- **Short task 1**
In the text about Hoysgaard joining Athletes Unlimited, who was on her first call with the company?

- **Text section**
Living in Massachusetts while her mother remained in Manhattan, Hoysgaard found herself fearful in ways she’d never experienced growing up in New York.
“I was truly fearful of her safety,” she said. “I think my identity really took shape in terms of identity as a mother, identity as an Asian American female, the daughter of an elderly woman. I was like, I can’t go to work at this company on a daily basis, knowing that these other problems exist in the world, and I’m not doing anything to improve that.”
So she took a pause. She spent time with her children, visited her mother, and enjoyed valuable time with her family. And when she started looking for work again, recruiters kept sending her the same jobs she’d left.
“I knew I didn’t want that, and I didn’t know what else was out there,” Hoysgaard explained.
Then Athletes Unlimited popped up on LinkedIn. She had never pictured herself working in sports, but she clicked anyway.
While reading about founders Jon Patricof and Jonathan Soros, the mission behind AU caught her attention.
“Nothing about this makes sense,” she thought. “Me applying to a sports job, that someone would have this kind of format for a sports league, but we’re just going to apply anyway.”
What she read on the website resonated with her. Everything was athlete-centric, fan-engaging, values-based.
“This sounded like a really value-based effort,” she said. “There has to be some belief in their core being that this is just the right thing to do. If they didn’t believe it was the right thing to do to give female athletes a platform, it wouldn’t matter how profitable the business structure could be. I had to believe that they believed in equality for women.”
Her first call was with Chief Operating Officer Ana Drucker, and within 15 minutes, Hoysgaard knew something was different.
 
                “I was like, okay, I think she’s the type of person I want to work for,” she said. “What’s going to make or break a future opportunity is how much I connect to the manager and how kind they are. I really needed to know that my manager would be kind and a good person.”
Then she met more of the team, and the pattern continued.
“They’re all so nice. Like, is this real?” she remembered thinking. “And then I interviewed with Jon, and he was really smiley. And I was like, ‘A CEO who smiles?’ It was just so different and refreshing.”
Now, as Vice President of People & Culture at Athletes Unlimited, after a promotion from Senior Director in July, Hoysgaard has found what she was looking for, though not in the way she expected.

- **Extracted records**
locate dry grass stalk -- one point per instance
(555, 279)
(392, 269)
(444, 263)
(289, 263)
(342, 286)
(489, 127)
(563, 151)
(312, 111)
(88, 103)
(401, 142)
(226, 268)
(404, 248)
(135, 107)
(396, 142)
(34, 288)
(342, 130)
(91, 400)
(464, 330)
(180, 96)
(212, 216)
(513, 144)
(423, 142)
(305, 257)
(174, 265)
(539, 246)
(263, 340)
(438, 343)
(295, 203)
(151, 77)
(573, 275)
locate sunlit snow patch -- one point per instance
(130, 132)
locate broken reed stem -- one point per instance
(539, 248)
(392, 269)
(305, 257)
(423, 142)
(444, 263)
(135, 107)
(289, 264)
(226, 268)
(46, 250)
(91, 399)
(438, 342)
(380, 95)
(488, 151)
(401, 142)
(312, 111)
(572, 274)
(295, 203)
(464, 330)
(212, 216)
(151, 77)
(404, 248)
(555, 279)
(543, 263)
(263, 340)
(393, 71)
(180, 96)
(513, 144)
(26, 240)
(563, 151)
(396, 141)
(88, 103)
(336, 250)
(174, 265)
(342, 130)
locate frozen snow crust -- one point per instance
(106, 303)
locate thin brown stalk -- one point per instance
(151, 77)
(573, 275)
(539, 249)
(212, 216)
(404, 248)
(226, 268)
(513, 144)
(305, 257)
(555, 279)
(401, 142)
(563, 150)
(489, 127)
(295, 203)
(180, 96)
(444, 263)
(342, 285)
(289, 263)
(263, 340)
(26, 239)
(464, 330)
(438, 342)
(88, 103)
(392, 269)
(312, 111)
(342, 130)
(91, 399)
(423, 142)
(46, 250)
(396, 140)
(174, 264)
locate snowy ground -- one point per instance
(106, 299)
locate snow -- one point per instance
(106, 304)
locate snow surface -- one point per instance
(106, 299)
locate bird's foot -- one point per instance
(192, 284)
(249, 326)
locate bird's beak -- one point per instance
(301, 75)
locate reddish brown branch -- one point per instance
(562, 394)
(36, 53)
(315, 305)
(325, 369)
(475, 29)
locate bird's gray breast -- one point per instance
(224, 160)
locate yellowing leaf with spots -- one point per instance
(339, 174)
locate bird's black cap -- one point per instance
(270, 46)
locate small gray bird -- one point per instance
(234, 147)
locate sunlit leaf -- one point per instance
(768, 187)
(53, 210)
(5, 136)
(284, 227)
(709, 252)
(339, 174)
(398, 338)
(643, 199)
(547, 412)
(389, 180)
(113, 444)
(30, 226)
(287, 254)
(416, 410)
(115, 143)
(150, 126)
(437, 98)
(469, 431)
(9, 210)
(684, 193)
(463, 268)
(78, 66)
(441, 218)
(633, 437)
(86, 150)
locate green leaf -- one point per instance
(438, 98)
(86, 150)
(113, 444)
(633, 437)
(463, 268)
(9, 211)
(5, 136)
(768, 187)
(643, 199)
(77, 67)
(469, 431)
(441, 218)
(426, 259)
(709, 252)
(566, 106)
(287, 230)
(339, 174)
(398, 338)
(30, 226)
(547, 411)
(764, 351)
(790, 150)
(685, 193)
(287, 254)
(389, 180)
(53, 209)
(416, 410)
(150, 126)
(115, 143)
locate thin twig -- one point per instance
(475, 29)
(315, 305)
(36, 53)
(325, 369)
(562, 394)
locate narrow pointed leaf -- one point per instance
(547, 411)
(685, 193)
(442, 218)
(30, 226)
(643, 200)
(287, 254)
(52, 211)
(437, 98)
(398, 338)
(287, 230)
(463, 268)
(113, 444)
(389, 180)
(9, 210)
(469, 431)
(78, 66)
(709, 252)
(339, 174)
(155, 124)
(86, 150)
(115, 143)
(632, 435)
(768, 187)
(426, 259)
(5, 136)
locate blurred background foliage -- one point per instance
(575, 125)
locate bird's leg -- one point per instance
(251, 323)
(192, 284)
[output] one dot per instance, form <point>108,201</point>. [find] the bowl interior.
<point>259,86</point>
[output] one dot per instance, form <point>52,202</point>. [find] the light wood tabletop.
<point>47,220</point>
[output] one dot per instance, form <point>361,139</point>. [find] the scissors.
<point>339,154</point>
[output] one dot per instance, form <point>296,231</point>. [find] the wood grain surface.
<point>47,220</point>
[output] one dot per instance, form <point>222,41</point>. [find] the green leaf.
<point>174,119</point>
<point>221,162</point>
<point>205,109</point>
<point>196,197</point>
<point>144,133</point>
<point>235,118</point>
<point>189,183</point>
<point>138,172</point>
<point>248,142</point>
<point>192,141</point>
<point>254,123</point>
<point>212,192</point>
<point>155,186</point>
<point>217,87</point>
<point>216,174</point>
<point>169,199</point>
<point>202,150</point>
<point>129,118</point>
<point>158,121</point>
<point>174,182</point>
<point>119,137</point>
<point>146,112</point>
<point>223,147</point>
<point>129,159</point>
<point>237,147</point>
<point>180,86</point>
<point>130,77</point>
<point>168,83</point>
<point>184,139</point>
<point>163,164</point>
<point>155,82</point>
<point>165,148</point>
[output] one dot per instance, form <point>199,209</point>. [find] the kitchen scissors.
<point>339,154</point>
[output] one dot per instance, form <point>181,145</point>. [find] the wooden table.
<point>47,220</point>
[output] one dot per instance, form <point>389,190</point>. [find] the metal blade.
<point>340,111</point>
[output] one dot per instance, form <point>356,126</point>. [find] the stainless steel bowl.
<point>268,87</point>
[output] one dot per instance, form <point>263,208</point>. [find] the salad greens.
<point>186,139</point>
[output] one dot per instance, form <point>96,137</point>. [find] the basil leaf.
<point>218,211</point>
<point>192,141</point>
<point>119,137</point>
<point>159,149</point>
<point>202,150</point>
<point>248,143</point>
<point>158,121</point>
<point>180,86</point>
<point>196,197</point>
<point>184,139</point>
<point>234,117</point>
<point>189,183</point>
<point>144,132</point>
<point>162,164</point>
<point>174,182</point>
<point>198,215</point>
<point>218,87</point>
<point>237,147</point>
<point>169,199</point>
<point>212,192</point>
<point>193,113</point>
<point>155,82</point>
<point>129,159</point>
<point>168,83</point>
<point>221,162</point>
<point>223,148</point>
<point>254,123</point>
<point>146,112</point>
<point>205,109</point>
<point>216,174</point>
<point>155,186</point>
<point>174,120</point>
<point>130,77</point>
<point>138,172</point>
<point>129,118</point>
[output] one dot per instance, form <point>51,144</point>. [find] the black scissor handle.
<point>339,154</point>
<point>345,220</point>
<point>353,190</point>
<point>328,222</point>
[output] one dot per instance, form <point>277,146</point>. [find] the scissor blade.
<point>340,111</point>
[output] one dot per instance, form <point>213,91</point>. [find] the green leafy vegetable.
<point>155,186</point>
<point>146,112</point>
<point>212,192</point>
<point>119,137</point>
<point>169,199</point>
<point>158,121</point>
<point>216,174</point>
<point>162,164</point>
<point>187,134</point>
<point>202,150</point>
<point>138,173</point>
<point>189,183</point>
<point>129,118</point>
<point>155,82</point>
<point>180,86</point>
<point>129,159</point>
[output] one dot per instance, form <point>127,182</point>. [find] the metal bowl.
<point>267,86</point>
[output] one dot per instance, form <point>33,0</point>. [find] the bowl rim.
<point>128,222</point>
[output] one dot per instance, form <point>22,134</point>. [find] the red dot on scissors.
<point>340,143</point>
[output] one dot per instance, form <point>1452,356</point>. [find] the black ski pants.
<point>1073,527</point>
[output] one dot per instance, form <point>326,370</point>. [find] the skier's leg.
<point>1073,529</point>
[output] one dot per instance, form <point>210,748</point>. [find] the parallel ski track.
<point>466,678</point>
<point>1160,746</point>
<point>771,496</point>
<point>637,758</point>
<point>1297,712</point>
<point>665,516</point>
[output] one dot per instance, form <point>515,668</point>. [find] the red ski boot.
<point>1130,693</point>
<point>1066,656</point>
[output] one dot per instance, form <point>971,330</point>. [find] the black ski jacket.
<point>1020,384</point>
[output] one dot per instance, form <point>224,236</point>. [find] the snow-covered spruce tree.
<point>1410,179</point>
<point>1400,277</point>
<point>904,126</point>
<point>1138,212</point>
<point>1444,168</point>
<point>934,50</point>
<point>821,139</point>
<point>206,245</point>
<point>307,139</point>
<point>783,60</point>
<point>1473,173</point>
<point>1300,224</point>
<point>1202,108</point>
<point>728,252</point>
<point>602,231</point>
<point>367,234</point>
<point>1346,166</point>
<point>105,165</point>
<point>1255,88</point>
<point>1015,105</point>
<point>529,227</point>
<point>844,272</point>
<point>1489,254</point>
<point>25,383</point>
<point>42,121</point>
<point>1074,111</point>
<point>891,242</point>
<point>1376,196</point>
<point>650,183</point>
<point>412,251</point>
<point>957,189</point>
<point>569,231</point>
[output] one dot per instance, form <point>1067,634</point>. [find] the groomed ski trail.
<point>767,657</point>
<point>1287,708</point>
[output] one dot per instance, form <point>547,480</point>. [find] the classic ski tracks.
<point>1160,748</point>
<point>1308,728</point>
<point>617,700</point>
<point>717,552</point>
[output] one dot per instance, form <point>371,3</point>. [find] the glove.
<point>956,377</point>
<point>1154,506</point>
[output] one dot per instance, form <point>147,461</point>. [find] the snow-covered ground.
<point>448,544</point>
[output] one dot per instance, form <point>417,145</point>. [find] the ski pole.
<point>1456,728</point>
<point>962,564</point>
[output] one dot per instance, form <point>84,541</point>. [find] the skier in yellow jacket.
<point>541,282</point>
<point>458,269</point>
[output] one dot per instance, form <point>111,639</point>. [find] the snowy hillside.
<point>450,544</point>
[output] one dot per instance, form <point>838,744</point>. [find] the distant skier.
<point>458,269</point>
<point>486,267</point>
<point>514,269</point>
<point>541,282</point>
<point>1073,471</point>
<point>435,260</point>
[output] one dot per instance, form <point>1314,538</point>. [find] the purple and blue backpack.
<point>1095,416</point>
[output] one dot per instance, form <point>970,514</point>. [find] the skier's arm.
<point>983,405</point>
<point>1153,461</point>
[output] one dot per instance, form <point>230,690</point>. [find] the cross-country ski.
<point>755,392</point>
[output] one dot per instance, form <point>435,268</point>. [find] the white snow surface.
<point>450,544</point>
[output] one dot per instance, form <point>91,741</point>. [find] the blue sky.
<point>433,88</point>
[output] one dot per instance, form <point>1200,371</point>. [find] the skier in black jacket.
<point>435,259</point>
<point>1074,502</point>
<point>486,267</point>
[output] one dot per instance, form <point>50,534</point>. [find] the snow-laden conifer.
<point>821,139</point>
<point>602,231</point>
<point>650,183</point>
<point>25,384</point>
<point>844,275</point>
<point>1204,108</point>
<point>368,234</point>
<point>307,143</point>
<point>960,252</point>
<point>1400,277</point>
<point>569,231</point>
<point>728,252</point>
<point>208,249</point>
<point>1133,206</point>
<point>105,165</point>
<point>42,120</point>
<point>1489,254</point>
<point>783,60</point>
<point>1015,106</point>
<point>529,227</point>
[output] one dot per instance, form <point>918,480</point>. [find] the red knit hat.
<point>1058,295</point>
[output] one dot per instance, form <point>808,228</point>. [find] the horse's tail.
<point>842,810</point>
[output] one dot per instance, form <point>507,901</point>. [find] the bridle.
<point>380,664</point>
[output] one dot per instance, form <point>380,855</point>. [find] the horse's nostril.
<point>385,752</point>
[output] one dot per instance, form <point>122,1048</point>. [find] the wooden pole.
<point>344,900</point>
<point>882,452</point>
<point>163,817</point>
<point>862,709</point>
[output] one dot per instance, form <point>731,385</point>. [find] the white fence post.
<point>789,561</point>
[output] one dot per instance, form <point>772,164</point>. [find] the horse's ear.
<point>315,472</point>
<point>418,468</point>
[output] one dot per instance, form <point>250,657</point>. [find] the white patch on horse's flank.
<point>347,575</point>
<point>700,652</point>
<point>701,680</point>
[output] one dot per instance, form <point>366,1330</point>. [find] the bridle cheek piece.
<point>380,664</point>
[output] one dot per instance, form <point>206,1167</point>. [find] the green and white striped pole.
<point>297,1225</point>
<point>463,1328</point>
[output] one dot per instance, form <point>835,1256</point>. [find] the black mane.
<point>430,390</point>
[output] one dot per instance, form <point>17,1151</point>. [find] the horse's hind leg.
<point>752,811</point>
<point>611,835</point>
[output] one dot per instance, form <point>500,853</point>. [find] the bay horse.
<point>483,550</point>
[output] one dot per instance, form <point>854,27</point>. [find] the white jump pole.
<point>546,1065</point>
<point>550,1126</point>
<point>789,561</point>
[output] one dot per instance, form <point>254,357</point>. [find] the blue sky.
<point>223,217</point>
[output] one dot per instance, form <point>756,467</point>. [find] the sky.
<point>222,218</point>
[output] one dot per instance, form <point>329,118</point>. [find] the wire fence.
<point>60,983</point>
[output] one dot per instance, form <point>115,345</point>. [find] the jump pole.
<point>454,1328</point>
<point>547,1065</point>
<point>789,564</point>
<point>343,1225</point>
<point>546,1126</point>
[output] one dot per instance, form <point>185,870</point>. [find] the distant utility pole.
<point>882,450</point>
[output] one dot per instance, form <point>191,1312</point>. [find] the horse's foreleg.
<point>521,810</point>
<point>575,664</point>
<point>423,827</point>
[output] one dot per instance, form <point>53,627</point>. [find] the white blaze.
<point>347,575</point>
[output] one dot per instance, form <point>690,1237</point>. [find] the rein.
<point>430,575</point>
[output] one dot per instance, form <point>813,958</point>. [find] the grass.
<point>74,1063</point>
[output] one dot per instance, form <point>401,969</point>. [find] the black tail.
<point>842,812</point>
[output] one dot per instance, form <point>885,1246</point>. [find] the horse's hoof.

- **Short task 2**
Rewrite the records beginning with the line containing "[output] one dot per instance, form <point>52,202</point>." and continuing through the line containing "<point>165,148</point>", replacing "scissors" with "shears" and leaving everything else unchanged.

- **Answer 1**
Chief Operating Officer Ana Drucker

- **Answer 2**
[output] one dot per instance, form <point>52,202</point>. [find] the light wood tabletop.
<point>47,220</point>
[output] one dot per instance, form <point>361,139</point>. [find] the shears.
<point>339,154</point>
[output] one dot per instance, form <point>296,231</point>. [find] the wood grain surface.
<point>47,220</point>
[output] one dot per instance, form <point>222,41</point>. [find] the green leaf.
<point>174,119</point>
<point>221,162</point>
<point>205,109</point>
<point>196,197</point>
<point>144,133</point>
<point>235,118</point>
<point>189,183</point>
<point>138,172</point>
<point>248,142</point>
<point>192,141</point>
<point>254,123</point>
<point>212,192</point>
<point>155,186</point>
<point>217,87</point>
<point>216,174</point>
<point>169,199</point>
<point>202,150</point>
<point>129,118</point>
<point>158,121</point>
<point>174,182</point>
<point>119,137</point>
<point>146,112</point>
<point>223,147</point>
<point>129,159</point>
<point>237,147</point>
<point>180,86</point>
<point>130,77</point>
<point>168,83</point>
<point>184,139</point>
<point>163,164</point>
<point>155,82</point>
<point>165,148</point>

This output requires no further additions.